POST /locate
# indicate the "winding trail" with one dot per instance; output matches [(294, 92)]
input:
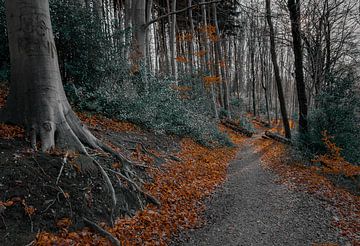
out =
[(252, 209)]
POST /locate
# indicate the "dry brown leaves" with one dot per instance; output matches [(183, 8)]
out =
[(299, 176), (180, 186)]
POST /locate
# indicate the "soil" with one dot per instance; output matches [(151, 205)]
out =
[(253, 209), (42, 192)]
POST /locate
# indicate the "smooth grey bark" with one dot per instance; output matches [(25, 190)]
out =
[(173, 42), (295, 14), (207, 52), (37, 99), (220, 56), (277, 71)]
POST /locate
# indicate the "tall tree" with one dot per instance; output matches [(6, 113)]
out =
[(37, 99), (277, 71), (295, 14)]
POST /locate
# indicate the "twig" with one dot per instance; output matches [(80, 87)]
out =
[(102, 232), (62, 167), (66, 198), (42, 170)]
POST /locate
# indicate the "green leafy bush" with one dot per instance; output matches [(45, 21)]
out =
[(161, 110)]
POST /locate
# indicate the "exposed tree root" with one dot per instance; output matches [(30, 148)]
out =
[(102, 232), (65, 131)]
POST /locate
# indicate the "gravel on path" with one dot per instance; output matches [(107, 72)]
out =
[(252, 209)]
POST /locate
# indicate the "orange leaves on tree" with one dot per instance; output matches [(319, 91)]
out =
[(182, 59), (200, 53), (208, 80), (184, 37), (210, 30)]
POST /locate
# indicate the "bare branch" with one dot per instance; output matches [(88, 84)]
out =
[(179, 11)]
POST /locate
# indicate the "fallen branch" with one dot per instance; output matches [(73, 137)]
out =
[(232, 125), (278, 138), (102, 232), (149, 197)]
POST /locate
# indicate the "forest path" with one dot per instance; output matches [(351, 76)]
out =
[(252, 209)]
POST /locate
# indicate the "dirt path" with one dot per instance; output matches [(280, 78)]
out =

..........

*GIVEN EXERCISE*.
Turn the records, from their start through the line containing "[(253, 209), (42, 192)]", into a JSON list of strings with one string per line, skipping blank lines. Leave the picture out of your answer.

*OUTPUT OF THE EXERCISE*.
[
  "POST /locate",
  "# indicate the \"winding trail\" with one dot per instance; output matches [(294, 92)]",
  "input:",
  "out =",
  "[(252, 209)]",
  "POST /locate",
  "# indicate the \"dry brown leaves\" with one dot per instance; output matches [(183, 8)]",
  "out =",
  "[(299, 176), (180, 186)]",
  "POST /locate",
  "# indicate the \"soil\" with one dot per instance; output matches [(151, 205)]",
  "out =",
  "[(253, 209), (42, 192)]"
]